_Work required_. Set out the records below as a numbered list, one item per line, leaving out any blank lines.

_Exercise data_.
───

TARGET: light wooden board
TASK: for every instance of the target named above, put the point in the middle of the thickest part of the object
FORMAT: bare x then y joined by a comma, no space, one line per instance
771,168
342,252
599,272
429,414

───

_Written response_.
1. TARGET: light wooden board
2. TASK: for every instance of the target named above, put the point in the middle of the thickest part of the object
3. FORMAT: bare x then y joined by a comma, no space, one line per instance
4. 771,168
5. 342,252
6. 599,272
7. 429,414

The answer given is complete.